**Te verwerken rijen**
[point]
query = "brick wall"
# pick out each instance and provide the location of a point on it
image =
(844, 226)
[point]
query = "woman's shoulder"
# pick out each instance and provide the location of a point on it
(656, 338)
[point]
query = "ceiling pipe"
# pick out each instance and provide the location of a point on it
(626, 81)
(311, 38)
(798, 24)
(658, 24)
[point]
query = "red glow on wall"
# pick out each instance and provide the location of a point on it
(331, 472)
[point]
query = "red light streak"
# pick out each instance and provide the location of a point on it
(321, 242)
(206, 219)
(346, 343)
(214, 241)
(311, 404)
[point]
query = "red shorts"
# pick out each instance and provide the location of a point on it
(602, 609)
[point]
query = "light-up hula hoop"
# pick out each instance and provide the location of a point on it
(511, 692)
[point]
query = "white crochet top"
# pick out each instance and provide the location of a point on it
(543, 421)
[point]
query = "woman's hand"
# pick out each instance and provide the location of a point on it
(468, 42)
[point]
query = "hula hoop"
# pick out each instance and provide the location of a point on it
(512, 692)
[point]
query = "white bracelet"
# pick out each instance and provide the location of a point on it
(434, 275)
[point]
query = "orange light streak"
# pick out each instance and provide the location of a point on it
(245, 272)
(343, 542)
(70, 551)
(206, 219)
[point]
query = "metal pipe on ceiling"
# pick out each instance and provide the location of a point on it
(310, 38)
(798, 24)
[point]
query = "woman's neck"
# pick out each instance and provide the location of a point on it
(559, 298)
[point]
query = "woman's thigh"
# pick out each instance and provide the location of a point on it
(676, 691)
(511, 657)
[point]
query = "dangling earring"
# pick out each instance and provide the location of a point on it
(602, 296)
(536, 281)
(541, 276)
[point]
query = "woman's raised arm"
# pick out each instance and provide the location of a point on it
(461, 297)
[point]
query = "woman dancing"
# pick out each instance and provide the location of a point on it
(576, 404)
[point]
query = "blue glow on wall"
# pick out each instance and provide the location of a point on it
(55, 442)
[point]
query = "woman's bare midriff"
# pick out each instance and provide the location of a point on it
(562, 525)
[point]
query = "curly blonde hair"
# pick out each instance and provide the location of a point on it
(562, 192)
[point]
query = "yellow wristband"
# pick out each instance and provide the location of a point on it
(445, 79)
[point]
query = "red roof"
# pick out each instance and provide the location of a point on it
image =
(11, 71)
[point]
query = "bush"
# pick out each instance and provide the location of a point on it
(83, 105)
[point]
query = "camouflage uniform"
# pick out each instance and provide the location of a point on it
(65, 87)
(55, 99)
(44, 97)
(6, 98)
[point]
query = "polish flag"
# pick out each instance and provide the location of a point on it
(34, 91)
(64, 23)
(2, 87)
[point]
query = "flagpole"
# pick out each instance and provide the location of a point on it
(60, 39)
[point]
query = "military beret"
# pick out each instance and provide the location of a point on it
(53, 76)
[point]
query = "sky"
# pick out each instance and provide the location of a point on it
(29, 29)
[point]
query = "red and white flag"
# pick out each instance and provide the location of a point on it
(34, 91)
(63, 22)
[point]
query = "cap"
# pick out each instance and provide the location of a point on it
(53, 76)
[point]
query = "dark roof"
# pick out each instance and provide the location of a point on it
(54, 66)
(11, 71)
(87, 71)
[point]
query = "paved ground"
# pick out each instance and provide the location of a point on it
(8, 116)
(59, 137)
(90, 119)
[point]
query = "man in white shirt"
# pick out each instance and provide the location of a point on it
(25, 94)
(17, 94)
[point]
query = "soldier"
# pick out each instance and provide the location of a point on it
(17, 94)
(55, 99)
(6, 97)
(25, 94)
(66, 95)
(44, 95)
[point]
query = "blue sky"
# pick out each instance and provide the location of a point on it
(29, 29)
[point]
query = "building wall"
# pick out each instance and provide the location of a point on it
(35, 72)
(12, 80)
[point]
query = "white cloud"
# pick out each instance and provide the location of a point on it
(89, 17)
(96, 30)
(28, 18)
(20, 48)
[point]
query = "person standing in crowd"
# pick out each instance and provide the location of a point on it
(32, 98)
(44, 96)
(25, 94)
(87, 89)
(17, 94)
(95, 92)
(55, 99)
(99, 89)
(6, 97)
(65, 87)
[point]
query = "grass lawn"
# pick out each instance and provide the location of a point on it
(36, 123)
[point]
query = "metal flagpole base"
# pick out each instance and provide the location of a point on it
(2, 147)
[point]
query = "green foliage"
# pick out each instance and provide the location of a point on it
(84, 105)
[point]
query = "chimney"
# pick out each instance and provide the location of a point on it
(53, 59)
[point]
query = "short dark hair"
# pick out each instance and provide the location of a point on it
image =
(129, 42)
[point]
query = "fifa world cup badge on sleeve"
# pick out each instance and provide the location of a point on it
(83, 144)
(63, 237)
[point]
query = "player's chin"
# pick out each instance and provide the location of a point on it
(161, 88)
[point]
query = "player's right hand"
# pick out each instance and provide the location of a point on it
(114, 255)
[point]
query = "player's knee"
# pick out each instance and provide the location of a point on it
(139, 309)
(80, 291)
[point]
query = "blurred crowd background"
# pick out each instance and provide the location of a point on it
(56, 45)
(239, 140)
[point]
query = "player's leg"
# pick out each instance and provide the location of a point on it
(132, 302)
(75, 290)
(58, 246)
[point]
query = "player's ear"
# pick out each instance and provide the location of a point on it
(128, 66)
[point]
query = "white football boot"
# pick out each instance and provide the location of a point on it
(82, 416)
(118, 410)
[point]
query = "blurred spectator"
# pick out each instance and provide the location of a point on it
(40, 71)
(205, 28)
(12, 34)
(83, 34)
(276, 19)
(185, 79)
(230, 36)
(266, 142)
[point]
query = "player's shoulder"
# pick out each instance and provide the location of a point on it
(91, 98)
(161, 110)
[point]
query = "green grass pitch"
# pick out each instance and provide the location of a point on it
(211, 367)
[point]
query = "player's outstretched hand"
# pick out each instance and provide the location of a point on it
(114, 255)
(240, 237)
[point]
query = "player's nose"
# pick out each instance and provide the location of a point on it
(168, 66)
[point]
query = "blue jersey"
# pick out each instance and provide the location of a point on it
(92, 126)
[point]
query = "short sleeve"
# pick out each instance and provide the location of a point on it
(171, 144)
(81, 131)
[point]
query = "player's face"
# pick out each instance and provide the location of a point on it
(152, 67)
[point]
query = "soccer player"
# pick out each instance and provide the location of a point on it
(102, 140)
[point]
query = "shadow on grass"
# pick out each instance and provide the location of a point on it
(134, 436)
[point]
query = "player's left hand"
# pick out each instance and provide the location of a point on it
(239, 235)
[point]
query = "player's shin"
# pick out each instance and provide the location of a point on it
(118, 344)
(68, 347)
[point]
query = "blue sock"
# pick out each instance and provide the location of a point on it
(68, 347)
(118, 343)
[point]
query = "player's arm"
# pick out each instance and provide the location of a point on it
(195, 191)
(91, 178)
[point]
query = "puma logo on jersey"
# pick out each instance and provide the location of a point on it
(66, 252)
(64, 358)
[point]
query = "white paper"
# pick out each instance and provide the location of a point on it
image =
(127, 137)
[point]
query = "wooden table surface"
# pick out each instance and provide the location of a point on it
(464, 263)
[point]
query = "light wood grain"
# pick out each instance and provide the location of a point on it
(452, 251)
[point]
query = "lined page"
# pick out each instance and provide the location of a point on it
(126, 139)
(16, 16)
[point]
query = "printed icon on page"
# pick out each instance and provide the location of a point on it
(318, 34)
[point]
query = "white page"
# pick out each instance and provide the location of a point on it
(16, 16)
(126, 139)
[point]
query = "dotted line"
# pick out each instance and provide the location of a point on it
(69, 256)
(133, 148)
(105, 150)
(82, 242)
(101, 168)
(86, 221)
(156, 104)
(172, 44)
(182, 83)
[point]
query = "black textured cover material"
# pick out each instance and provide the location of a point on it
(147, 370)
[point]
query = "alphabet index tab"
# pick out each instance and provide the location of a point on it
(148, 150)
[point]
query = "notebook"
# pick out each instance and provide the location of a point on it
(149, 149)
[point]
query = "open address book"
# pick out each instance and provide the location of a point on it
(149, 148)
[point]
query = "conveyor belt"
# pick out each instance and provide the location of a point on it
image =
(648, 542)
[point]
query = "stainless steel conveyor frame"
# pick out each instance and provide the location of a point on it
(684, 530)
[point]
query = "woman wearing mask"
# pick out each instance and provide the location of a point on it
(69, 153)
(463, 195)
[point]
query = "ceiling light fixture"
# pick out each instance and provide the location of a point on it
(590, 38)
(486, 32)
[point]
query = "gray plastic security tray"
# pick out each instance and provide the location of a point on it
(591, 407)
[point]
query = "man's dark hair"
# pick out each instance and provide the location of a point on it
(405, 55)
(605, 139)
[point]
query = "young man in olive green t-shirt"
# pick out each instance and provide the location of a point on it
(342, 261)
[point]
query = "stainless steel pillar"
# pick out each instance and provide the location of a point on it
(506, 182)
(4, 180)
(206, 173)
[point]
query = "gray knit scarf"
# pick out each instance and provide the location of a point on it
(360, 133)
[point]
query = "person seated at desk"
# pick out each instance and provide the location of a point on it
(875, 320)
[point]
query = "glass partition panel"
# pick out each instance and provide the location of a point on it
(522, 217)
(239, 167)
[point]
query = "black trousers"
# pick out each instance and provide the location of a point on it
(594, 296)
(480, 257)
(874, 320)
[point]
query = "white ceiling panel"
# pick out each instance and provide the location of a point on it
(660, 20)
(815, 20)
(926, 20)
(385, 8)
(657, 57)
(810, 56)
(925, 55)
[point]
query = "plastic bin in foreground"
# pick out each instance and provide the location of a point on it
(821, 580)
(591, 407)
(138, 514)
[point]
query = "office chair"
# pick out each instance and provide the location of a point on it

**Opdracht**
Filter de rijen hierboven en neem elke regel over waarin het woord "conveyor" voorkomt. Let op hoofdletters en kleine letters.

**Schriftelijk antwoord**
query = "conveyor belt"
query = "stainless steel conveyor frame"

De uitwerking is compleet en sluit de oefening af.